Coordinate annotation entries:
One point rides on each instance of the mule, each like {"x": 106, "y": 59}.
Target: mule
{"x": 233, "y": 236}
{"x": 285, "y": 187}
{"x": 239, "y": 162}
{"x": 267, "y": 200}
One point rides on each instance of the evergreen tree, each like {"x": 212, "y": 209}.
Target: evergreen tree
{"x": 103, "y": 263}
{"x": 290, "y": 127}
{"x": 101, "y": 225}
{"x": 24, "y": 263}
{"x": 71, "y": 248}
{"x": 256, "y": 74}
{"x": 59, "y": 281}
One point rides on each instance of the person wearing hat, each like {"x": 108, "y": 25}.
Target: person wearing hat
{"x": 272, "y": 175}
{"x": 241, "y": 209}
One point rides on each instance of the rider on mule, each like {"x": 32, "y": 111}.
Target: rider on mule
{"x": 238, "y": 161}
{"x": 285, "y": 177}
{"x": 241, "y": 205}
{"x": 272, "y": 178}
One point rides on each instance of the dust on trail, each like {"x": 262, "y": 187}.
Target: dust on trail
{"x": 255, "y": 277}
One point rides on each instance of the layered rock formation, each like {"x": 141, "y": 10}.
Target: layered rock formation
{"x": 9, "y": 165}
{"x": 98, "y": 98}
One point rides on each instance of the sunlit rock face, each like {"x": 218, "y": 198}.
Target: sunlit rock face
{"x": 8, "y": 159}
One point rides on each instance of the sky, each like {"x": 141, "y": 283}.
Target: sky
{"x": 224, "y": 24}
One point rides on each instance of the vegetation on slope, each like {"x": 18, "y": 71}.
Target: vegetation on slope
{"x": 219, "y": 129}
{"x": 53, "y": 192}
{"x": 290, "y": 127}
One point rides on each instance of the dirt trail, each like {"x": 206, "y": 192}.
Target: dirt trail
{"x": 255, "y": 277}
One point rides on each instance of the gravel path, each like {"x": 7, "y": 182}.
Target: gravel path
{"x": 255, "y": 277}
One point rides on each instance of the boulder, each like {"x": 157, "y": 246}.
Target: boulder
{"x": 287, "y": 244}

■ **REQUIREMENTS**
Put every line of the entries above into a numbered list, leaving out any blank lines.

■ **CORRECT OUTPUT**
1. One point rides on each instance of the mule, each like {"x": 106, "y": 59}.
2. Target: mule
3. {"x": 233, "y": 236}
4. {"x": 285, "y": 187}
5. {"x": 239, "y": 162}
6. {"x": 267, "y": 200}
7. One point rides on each instance of the evergreen tree, each like {"x": 212, "y": 209}.
8. Target: evergreen tree
9. {"x": 103, "y": 263}
10. {"x": 290, "y": 127}
11. {"x": 101, "y": 225}
12. {"x": 24, "y": 263}
13. {"x": 71, "y": 248}
14. {"x": 256, "y": 74}
15. {"x": 59, "y": 281}
16. One point rides on each instance of the person wearing hat, each like {"x": 108, "y": 25}.
17. Target: person wearing hat
18. {"x": 272, "y": 175}
19. {"x": 241, "y": 209}
20. One point rides on each instance of the rider on mule, each like {"x": 32, "y": 111}.
21. Target: rider on mule
22. {"x": 238, "y": 161}
23. {"x": 285, "y": 177}
24. {"x": 241, "y": 205}
25. {"x": 272, "y": 178}
26. One point rides on each instance of the dust on trail, each like {"x": 262, "y": 187}.
27. Target: dust on trail
28. {"x": 255, "y": 277}
29. One point rides on each instance of the layered rock formation, each like {"x": 141, "y": 10}.
30. Target: layered rock formation
31. {"x": 9, "y": 165}
32. {"x": 98, "y": 98}
33. One point rides on each instance of the sunlit rock face, each like {"x": 218, "y": 198}.
34. Target: sunlit rock face
35. {"x": 8, "y": 159}
36. One point rides on each instance of the sky, each like {"x": 141, "y": 283}.
37. Target: sky
38. {"x": 224, "y": 24}
39. One point rides on each instance of the vegetation on slope, each like {"x": 18, "y": 71}.
40. Target: vegetation on slope
41. {"x": 219, "y": 129}
42. {"x": 53, "y": 192}
43. {"x": 290, "y": 127}
44. One point rides on each instance of the dirt trail, each like {"x": 206, "y": 192}.
45. Target: dirt trail
46. {"x": 255, "y": 277}
47. One point rides on each instance of the gravel path, each like {"x": 7, "y": 182}.
48. Target: gravel path
49. {"x": 255, "y": 277}
50. One point rides on each instance of the boulder, each like {"x": 157, "y": 246}.
51. Target: boulder
52. {"x": 287, "y": 244}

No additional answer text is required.